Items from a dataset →
==================================================

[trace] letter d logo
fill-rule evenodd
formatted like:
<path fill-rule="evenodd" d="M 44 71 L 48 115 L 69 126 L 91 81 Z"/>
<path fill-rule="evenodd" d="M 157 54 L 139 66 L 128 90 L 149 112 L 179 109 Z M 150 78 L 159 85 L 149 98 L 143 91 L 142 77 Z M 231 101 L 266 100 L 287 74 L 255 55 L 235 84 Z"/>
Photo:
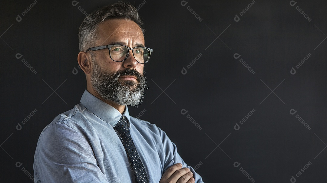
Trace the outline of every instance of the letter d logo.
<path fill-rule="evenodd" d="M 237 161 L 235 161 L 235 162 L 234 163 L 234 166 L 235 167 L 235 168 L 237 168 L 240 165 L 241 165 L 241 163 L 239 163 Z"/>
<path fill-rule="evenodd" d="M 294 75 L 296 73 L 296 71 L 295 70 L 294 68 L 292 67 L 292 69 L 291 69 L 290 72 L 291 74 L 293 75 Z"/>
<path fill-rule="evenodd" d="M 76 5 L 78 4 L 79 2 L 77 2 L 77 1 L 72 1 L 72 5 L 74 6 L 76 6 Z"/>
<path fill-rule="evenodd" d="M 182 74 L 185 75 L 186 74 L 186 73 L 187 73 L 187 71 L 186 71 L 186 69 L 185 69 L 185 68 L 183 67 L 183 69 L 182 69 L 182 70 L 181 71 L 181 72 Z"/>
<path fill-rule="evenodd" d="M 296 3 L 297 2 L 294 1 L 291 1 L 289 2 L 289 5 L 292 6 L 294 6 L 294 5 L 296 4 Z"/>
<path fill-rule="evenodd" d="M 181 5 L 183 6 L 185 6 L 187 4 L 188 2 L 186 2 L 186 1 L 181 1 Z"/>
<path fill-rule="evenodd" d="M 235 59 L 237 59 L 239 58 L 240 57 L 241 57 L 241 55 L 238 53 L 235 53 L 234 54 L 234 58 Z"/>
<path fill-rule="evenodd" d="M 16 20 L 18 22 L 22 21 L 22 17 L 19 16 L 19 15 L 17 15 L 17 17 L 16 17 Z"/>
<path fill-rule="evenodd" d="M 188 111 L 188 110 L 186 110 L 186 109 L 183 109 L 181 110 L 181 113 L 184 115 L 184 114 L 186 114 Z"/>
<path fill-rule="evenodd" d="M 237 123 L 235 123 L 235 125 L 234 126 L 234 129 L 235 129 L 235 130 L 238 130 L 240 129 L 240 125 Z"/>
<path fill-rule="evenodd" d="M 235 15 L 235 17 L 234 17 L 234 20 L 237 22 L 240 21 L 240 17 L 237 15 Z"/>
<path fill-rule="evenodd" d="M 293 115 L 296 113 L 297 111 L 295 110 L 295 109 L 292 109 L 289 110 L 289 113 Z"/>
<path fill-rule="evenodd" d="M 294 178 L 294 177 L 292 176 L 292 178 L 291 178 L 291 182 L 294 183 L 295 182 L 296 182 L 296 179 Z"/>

==================================================

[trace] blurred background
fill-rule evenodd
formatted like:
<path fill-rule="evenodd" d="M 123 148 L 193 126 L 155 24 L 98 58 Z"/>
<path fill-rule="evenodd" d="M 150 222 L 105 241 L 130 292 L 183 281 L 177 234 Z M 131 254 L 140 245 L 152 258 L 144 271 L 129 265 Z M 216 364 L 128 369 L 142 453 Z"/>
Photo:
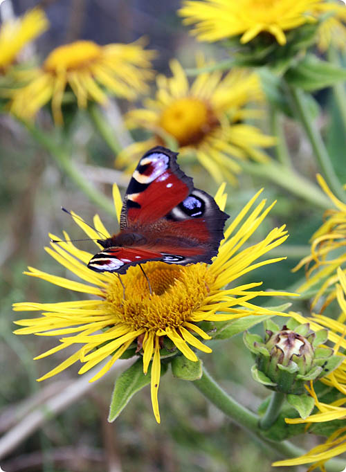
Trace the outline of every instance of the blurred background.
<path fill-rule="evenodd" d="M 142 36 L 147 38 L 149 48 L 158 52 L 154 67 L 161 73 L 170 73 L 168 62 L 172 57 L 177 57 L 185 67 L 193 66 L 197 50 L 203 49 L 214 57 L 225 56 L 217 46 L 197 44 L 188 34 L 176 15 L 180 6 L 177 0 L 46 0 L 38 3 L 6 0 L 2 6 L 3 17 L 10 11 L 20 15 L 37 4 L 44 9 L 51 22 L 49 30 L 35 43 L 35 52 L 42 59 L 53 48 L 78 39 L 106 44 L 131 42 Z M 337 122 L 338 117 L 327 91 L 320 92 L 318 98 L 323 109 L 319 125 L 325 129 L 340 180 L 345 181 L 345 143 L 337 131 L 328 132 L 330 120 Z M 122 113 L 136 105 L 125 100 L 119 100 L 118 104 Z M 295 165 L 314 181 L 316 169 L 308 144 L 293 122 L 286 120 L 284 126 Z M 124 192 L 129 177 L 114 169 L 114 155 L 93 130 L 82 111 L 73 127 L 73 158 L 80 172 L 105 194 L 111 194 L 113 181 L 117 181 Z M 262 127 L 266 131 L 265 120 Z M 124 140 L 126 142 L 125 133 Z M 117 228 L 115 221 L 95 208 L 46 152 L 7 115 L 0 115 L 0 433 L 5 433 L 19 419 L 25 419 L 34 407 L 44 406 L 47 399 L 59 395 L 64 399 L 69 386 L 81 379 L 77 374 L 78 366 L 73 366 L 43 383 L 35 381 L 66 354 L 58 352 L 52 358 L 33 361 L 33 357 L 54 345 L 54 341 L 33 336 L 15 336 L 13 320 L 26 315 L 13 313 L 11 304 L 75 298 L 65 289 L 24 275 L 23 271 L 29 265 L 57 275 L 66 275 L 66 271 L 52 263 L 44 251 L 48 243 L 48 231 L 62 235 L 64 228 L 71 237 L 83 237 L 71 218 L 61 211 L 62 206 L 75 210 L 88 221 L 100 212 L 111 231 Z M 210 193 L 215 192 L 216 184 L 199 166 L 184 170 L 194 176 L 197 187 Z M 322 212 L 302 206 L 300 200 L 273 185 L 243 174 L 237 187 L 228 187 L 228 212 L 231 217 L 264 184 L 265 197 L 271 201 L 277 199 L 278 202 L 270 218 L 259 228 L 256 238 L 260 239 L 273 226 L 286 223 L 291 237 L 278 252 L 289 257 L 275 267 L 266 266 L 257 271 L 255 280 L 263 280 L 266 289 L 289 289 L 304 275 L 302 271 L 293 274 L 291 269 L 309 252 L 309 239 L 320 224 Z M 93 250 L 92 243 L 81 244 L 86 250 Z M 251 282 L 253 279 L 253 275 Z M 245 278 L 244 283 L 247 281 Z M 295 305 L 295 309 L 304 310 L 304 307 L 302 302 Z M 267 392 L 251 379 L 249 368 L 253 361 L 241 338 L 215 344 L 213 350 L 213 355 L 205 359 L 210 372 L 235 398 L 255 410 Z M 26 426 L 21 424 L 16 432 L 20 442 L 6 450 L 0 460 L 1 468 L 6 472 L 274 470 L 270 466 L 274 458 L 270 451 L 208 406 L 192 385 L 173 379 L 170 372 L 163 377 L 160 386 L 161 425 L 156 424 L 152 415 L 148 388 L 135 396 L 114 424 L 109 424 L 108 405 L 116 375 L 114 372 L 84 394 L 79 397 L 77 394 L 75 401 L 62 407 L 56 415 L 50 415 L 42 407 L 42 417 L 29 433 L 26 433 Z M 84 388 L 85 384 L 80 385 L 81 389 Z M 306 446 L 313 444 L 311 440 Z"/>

==================================================

Task description → Please extract every line of the material above that contains the string "letter". Case matters.

Written solution →
[trace] letter d logo
Trace the outline of every instance of the letter d logo.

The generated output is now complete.